TRY IT =
Write out the following listing's lines from the one with "hey friend, could you box the orange" to the one with "hey friend, could you box the thumb", exactly, with both included and no others.

EXTRACTED MATERIAL =
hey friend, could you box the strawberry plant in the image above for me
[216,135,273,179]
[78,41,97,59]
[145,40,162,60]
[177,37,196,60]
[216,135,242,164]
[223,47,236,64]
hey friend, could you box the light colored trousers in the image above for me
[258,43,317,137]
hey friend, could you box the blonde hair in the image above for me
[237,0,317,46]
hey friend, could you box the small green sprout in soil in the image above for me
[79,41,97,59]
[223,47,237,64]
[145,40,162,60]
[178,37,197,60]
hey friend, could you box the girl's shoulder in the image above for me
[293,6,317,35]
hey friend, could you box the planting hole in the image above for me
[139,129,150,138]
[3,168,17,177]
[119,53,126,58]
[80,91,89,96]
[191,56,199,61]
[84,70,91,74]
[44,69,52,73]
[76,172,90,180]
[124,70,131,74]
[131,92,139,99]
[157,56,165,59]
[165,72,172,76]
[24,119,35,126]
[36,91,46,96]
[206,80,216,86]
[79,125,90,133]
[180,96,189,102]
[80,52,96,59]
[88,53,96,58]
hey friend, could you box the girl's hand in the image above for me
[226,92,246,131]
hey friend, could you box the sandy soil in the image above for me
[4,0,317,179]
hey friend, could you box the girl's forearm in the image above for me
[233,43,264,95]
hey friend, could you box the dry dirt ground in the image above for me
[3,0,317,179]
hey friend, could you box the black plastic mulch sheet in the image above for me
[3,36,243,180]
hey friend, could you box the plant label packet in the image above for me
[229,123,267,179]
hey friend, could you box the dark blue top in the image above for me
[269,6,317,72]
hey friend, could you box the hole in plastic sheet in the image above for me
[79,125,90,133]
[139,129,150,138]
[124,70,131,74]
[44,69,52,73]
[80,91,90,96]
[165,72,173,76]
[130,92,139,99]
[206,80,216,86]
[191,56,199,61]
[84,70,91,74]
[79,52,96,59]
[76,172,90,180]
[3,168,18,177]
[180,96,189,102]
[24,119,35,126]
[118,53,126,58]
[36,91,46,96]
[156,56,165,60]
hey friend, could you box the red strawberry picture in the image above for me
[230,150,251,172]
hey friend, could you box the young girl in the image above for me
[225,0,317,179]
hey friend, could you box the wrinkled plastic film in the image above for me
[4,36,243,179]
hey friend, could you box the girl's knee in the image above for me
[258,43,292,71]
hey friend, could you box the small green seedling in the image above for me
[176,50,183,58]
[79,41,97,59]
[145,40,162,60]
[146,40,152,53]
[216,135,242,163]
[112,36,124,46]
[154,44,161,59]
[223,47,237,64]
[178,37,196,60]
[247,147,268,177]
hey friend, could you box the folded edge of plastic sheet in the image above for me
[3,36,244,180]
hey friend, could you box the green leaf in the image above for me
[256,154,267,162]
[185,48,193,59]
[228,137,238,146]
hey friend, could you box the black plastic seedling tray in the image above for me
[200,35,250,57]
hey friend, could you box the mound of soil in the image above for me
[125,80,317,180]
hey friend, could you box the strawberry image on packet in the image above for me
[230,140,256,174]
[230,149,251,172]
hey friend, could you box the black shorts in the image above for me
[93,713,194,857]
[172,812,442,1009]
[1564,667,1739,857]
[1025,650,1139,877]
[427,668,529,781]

==

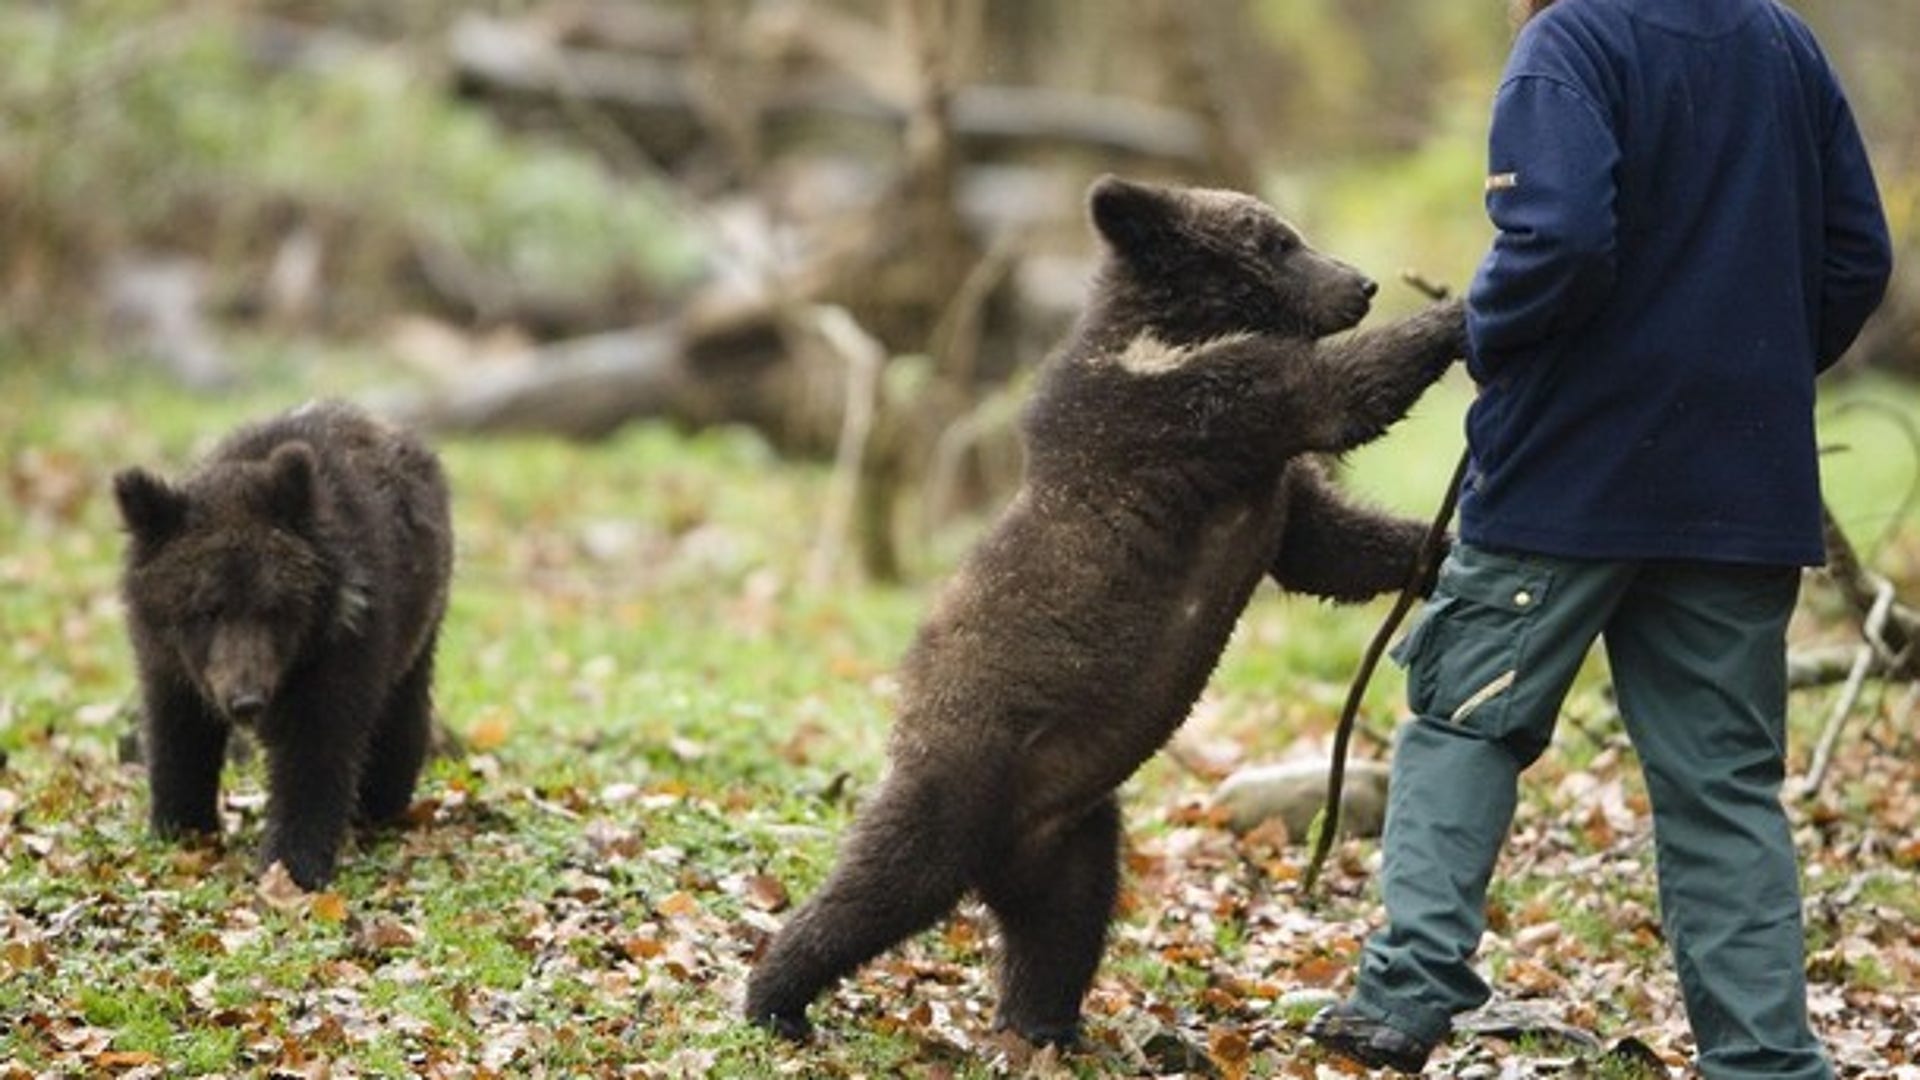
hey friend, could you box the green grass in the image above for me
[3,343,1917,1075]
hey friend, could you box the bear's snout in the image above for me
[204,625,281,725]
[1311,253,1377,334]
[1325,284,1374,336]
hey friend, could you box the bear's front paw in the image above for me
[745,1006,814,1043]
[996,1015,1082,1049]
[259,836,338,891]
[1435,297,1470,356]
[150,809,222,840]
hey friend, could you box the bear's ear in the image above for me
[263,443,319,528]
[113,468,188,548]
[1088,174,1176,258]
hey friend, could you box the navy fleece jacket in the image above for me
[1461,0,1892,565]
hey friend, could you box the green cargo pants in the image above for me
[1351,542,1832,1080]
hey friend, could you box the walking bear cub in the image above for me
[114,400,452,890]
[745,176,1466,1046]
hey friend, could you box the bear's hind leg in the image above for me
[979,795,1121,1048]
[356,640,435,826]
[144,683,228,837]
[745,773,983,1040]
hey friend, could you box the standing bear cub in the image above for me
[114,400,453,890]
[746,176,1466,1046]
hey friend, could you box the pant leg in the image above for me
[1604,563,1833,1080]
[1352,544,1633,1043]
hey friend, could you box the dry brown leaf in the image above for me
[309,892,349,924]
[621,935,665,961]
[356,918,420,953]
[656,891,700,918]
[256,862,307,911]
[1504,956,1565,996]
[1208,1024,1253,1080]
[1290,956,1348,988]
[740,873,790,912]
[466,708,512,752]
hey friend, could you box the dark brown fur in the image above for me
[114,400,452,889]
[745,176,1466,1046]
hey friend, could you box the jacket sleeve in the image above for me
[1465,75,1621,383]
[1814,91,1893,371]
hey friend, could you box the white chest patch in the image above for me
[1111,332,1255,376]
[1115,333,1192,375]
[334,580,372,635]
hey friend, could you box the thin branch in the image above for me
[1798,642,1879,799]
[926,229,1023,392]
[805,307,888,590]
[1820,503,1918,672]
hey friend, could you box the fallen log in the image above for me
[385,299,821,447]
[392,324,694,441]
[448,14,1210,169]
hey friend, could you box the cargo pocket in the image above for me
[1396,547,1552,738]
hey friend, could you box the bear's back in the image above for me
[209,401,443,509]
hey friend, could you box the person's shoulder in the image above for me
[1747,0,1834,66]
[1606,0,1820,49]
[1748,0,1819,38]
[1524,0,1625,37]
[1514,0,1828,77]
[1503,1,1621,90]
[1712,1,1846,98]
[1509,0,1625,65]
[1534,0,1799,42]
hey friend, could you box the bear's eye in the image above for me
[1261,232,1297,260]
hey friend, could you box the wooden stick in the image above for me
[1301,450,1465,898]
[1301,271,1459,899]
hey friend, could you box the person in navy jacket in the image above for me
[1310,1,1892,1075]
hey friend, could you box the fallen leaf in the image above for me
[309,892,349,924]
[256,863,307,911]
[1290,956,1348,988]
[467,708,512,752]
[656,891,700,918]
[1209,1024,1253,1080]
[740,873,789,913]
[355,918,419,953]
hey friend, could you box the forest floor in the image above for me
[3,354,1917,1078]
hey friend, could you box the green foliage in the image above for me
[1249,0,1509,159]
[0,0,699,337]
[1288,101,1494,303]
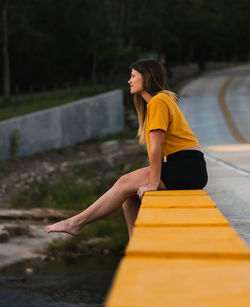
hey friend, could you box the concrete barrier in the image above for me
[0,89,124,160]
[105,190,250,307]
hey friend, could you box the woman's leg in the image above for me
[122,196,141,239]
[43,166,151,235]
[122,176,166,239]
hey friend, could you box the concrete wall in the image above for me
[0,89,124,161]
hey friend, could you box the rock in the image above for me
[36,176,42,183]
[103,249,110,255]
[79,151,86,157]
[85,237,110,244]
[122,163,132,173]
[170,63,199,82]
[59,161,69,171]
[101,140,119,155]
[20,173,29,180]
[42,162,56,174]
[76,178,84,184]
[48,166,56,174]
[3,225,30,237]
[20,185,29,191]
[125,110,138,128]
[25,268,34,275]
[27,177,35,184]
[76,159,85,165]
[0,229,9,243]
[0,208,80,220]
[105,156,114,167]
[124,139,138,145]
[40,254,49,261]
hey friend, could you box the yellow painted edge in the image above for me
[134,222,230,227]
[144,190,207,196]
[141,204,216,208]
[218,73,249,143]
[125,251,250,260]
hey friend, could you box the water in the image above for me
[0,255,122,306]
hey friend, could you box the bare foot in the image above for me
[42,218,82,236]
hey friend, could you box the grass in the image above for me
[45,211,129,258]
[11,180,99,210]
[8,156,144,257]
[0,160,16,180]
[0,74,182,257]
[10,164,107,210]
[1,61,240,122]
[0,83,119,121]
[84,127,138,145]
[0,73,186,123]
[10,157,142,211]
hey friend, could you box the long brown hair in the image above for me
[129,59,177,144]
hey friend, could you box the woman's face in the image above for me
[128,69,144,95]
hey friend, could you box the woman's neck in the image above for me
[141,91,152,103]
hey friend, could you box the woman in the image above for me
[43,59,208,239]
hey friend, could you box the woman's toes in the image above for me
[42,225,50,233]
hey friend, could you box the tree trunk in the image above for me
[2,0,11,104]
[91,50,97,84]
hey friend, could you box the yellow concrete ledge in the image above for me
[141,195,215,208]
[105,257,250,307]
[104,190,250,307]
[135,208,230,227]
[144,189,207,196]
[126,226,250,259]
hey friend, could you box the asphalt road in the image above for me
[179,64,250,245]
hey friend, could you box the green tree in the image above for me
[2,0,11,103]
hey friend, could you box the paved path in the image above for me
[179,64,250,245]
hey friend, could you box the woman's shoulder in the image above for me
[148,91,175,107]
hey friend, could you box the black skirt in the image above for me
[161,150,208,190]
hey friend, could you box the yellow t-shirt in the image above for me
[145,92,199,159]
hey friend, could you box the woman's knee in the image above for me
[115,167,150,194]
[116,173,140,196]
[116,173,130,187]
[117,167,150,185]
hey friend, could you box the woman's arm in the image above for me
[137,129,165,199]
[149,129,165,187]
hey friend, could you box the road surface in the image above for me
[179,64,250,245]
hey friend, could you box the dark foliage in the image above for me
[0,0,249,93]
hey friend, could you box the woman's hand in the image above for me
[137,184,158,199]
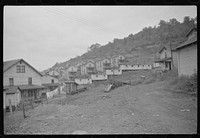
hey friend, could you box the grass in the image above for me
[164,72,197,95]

...

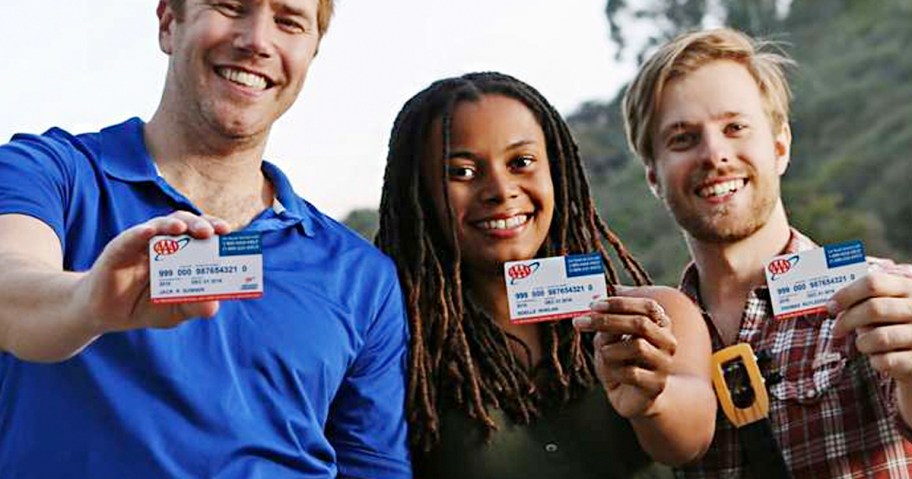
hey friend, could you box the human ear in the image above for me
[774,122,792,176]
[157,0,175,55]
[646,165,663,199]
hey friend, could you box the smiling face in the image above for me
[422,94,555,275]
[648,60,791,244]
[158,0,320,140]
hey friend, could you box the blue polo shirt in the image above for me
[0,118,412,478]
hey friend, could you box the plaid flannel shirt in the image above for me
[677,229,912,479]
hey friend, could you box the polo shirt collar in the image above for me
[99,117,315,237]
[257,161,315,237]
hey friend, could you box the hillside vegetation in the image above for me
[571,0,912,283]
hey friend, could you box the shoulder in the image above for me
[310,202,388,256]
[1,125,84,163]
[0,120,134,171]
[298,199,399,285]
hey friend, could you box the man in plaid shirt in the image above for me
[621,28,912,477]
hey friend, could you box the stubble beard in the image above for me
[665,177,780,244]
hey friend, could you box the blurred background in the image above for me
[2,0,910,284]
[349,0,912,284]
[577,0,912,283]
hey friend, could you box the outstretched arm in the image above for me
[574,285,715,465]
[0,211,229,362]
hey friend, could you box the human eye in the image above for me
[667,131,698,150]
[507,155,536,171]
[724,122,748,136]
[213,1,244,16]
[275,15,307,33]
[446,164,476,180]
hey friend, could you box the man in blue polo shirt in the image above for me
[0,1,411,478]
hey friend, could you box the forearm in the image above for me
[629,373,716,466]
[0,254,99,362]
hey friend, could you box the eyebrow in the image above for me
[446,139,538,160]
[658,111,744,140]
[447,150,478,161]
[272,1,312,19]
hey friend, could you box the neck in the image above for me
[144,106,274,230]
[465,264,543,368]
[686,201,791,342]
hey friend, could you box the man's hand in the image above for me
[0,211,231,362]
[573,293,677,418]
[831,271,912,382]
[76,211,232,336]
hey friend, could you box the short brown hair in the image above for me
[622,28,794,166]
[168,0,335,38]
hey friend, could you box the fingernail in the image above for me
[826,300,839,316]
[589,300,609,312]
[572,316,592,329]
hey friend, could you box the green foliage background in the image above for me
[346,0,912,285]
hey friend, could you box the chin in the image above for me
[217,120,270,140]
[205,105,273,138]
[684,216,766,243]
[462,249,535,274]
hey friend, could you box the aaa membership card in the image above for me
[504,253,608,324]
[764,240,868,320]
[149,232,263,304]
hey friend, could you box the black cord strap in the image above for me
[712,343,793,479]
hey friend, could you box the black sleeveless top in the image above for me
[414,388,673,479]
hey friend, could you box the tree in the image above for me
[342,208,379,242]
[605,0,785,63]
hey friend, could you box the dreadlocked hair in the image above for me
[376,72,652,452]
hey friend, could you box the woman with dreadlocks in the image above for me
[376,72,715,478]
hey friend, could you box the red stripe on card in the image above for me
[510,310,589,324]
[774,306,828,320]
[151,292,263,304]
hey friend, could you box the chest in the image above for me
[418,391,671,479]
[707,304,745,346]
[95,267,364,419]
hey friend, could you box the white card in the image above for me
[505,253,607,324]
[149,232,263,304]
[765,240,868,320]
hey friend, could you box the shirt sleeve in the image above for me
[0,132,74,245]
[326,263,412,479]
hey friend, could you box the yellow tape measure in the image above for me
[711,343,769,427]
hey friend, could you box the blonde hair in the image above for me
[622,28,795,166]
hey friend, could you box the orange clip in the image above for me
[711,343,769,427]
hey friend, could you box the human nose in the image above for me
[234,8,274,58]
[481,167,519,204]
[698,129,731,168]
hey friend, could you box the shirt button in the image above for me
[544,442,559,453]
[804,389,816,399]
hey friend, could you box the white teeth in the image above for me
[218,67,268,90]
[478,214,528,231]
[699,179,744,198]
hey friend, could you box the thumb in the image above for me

OUTPUT =
hey friend, could you box the orange clip in the image above for me
[711,343,769,427]
hey friend, could you box the human nose in the image above for me
[234,8,274,58]
[481,167,519,204]
[698,129,731,168]
hey friend, could you box the shirt button in the image above for me
[544,442,559,453]
[804,389,816,399]
hey friend, could you box the white teeth in the image above for me
[218,67,268,90]
[478,214,528,231]
[699,179,744,198]
hey friend, could you box the thumb in the image above for me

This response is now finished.